§ Set task: Extract every line of the items below that contains the word "skirt".

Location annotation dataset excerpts
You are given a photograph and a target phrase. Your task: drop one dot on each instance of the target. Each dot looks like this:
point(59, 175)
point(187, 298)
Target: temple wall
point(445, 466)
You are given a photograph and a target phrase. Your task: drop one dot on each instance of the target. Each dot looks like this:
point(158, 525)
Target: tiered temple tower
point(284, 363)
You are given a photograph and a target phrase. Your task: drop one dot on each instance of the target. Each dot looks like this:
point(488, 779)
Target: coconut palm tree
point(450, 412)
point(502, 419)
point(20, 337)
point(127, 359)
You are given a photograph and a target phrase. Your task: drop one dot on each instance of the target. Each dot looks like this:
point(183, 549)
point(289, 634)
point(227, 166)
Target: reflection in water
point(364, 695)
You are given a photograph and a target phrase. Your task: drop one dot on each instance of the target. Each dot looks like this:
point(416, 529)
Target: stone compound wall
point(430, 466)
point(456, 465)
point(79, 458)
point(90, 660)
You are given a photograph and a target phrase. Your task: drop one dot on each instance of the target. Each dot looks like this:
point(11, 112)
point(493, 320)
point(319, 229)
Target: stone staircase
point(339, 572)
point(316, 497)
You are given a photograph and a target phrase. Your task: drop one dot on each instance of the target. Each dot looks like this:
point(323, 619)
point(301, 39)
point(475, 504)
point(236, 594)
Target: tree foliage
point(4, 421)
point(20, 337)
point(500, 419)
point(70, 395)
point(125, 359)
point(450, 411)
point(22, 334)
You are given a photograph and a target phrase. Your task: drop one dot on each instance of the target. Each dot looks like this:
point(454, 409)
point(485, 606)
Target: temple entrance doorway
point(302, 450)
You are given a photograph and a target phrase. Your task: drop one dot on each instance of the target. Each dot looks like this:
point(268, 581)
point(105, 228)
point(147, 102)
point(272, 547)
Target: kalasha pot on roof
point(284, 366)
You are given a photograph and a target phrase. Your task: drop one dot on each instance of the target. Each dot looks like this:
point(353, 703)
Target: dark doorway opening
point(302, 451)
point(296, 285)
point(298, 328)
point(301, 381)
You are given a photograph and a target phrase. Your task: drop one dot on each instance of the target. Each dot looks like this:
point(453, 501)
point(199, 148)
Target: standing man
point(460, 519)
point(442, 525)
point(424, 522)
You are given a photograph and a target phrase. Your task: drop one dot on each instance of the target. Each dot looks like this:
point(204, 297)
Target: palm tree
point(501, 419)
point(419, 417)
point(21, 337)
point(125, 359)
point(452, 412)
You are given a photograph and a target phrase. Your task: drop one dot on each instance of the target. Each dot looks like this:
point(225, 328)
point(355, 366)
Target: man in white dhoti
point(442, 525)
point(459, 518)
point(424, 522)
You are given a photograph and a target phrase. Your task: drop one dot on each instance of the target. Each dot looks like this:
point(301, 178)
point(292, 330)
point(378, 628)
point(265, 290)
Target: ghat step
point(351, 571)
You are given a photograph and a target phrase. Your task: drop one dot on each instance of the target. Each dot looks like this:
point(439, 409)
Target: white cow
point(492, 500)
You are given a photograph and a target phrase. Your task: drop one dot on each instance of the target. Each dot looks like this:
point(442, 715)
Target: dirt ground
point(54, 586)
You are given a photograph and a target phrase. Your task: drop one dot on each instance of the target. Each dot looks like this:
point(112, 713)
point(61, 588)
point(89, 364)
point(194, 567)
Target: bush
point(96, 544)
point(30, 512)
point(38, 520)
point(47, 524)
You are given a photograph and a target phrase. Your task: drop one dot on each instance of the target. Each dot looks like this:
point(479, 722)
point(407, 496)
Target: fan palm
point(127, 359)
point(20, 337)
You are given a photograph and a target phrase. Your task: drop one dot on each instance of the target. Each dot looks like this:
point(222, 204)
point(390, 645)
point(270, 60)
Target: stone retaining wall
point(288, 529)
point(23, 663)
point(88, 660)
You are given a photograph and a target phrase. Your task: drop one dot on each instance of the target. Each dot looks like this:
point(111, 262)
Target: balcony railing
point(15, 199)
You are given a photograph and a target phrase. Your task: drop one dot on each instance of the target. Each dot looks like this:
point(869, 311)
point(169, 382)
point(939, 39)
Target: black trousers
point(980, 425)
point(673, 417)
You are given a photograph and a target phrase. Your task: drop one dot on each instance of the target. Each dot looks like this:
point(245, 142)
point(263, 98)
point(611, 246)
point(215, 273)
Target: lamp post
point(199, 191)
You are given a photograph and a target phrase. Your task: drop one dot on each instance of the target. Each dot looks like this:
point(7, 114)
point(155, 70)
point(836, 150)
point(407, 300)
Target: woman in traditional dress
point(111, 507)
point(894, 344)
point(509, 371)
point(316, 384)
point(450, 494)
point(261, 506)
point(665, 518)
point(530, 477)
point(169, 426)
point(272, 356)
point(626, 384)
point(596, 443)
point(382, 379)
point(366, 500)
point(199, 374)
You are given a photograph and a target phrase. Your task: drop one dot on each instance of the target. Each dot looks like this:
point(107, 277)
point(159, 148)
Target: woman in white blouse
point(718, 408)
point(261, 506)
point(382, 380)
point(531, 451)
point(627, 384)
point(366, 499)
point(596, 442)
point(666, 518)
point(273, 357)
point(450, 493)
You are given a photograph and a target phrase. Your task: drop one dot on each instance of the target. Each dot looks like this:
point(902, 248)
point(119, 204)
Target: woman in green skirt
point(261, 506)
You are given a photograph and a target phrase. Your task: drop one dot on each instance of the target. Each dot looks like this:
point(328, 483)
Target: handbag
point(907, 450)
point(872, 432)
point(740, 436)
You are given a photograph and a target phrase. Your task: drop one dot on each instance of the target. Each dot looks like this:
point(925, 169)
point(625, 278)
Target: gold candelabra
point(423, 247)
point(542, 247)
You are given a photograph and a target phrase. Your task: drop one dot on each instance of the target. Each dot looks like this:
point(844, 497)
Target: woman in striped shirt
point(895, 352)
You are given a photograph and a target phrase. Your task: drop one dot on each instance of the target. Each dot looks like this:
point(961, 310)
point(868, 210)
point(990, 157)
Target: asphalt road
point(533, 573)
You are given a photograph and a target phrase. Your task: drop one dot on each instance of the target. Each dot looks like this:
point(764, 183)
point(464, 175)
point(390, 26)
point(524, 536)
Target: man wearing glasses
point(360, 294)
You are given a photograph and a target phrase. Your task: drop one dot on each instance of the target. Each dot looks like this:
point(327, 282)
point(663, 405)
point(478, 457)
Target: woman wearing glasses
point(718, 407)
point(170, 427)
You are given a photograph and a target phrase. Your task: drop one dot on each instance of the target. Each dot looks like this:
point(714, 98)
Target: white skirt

§ Result for this task:
Target: woman in green skirt
Target: white skirt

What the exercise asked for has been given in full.